**Goal**
Return every line of the rows below that contains the string "rock", matching case exactly.

Excerpts from a segmentation dataset
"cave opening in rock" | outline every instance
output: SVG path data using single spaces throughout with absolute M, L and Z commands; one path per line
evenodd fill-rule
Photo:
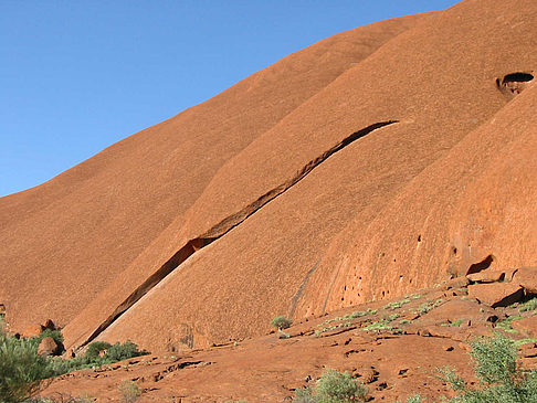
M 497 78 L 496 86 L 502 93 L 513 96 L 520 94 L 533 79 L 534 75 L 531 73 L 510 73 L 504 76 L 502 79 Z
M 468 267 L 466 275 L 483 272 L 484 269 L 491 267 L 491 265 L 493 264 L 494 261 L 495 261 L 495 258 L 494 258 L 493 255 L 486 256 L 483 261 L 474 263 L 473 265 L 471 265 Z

...

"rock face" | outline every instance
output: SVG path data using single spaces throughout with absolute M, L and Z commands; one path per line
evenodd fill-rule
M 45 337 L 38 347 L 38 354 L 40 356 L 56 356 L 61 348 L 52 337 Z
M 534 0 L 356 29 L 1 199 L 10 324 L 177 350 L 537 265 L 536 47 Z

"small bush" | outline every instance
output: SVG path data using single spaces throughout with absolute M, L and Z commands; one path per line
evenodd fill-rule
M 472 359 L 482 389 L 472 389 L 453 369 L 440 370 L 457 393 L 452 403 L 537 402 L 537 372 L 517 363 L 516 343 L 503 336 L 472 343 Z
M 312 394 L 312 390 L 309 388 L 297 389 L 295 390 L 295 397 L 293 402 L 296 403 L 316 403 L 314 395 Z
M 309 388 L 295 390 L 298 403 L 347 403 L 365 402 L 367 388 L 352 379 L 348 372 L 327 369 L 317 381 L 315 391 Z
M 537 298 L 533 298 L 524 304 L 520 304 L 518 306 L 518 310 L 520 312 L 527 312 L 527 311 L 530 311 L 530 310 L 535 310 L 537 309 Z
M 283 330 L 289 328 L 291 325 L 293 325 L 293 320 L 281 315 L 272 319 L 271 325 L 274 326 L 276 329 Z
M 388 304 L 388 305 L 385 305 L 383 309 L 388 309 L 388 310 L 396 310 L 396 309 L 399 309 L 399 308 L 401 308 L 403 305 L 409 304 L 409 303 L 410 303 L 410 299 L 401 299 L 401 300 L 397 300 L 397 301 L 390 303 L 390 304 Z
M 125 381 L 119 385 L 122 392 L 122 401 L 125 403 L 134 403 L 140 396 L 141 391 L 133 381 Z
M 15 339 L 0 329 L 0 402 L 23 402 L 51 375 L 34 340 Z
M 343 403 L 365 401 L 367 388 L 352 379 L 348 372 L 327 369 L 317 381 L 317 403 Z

**Solution to this task**
"cave opening in rock" | outline every instance
"rock face" | outline every instance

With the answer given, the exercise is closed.